* [Task to complete]:
Return all of the entries exactly, but do not include the pictures.

===== Input for this task =====

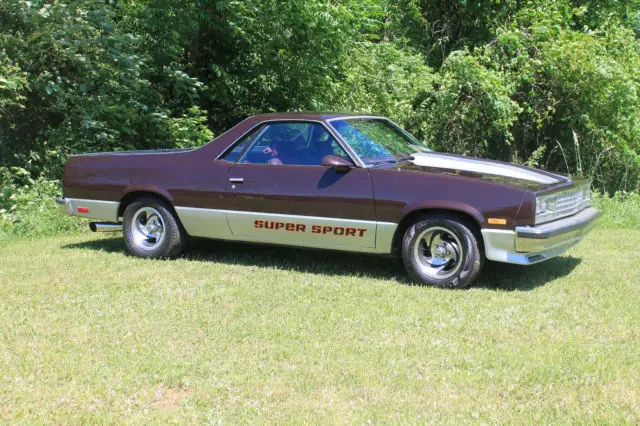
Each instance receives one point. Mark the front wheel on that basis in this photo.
(152, 230)
(442, 251)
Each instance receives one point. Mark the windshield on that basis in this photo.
(377, 141)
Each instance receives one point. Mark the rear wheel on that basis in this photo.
(442, 251)
(152, 230)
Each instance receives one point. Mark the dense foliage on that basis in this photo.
(550, 83)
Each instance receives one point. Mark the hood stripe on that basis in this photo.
(480, 166)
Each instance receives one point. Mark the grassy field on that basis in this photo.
(235, 333)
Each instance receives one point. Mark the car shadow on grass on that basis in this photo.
(495, 276)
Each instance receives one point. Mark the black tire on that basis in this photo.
(458, 238)
(173, 240)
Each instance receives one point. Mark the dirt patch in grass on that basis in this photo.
(170, 399)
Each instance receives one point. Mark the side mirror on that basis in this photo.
(337, 163)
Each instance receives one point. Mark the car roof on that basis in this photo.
(310, 115)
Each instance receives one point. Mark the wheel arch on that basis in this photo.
(137, 193)
(471, 217)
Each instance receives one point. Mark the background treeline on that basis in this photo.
(550, 83)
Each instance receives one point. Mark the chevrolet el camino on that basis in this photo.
(332, 181)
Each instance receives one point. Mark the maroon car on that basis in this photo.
(333, 181)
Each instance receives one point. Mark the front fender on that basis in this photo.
(443, 205)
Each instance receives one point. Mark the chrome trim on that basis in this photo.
(478, 165)
(552, 234)
(218, 224)
(530, 245)
(98, 209)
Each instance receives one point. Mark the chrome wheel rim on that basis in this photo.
(438, 252)
(148, 230)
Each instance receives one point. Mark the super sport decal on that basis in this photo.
(342, 231)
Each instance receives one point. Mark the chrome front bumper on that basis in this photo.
(528, 245)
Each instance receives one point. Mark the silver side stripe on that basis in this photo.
(303, 231)
(480, 166)
(93, 209)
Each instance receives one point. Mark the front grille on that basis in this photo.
(566, 203)
(569, 203)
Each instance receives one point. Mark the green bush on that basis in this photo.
(30, 210)
(621, 210)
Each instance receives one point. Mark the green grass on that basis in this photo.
(236, 333)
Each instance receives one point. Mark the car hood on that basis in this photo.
(477, 168)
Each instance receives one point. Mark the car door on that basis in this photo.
(278, 191)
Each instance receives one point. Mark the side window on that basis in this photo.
(234, 154)
(293, 143)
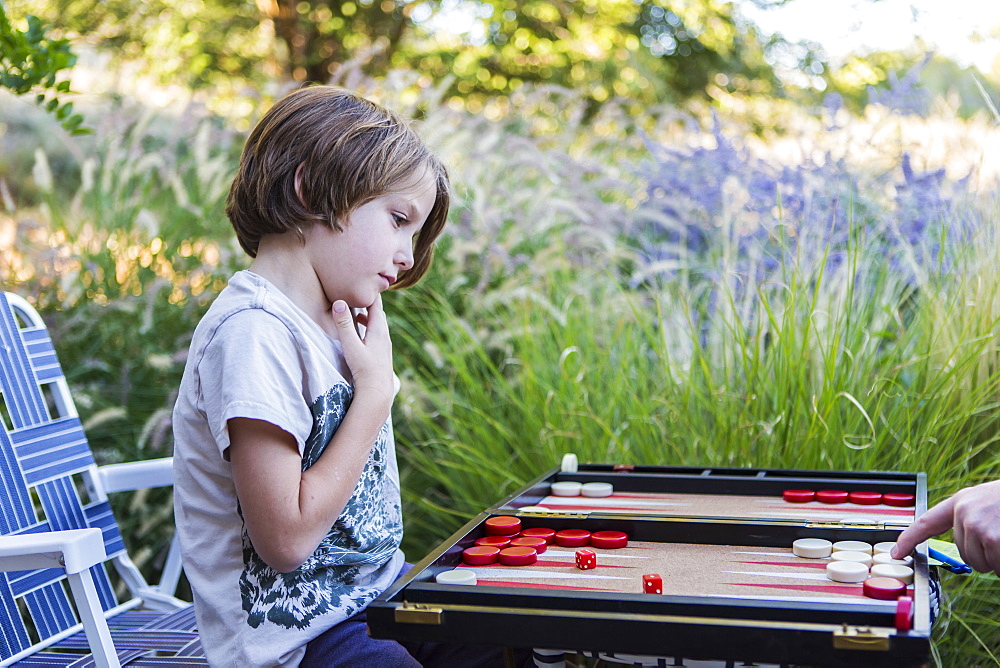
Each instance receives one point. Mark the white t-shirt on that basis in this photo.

=====

* [Your response]:
Each instance receives one point. Mark the front wheel on that basis in this photo.
(152, 230)
(442, 251)
Each instance receives one point. Mark the windshield on that basis in this photo.
(377, 141)
Each instance receives one point. Mark the rear wheel on that basis in this photo.
(442, 251)
(152, 230)
Each instance receives one point. Mark the dense foliage on that basis in this photo.
(550, 83)
Each instance receives one point. Mark the hood stripe on that basis in this photo.
(480, 166)
Each instance receives one point. Mark the grassy field on that basis in this photo.
(235, 333)
Each instance receives one point. Mark the car shadow on grass on that basis in this photo.
(495, 276)
Each instance receives one point. Mark the black tire on that basis in this photo.
(458, 238)
(173, 240)
Each instance receives one point. Mark the dirt patch in grass on that basis in this photo.
(170, 399)
Each instance receives one point. Mark the side mirror on that basis in this photo.
(337, 163)
Each instance receives one point. Mark the car roof on that basis in this photo.
(310, 115)
Each instance receives one point. Mark the wheel arch on that basis in this photo.
(137, 193)
(471, 217)
Each instance receives one point. Mark the background treeline on that basis in this photo.
(550, 83)
Each instance receives one point. Mark the chevrolet el camino on that basis in this photo.
(332, 181)
Each instance receives one point. Mark the maroon car on that basis in this photo.
(333, 181)
Each instance receives one point. Mark the front fender on that basis in this photo.
(443, 205)
Each instance receives one point. Mark the chrome trim on that basis in this photo.
(478, 165)
(552, 234)
(218, 224)
(530, 245)
(98, 209)
Each instance receives one point. Mark the chrome wheel rim on that basis in this photo.
(438, 252)
(148, 230)
Each instance receives one point. Mark the super sport decal on that basis in this photo.
(342, 231)
Each instance receives one point. Mark the chrome front bumper on that basis in this photo.
(528, 245)
Each instance receives one point. Mark the silver side stripe on that basis in this photo.
(303, 231)
(480, 166)
(93, 209)
Each instance receives one point. Mark the front grille on that basis in this photo.
(566, 203)
(569, 203)
Each instance receives one point. Mark the green bush on that basis in this photo.
(30, 210)
(621, 210)
Each instance receives one point. Mark the green grass on that basis in this photo.
(236, 333)
Each instance receives one point. Mark the car hood on that basis in this photo.
(477, 168)
Each instance receives one point. Mark the car door on that basis in this photo.
(278, 191)
Each instance receives one point. Mark the side window on that basis in this photo.
(234, 154)
(293, 143)
Each instance receives one point. Mark the white t-shirt on that basis in this photo.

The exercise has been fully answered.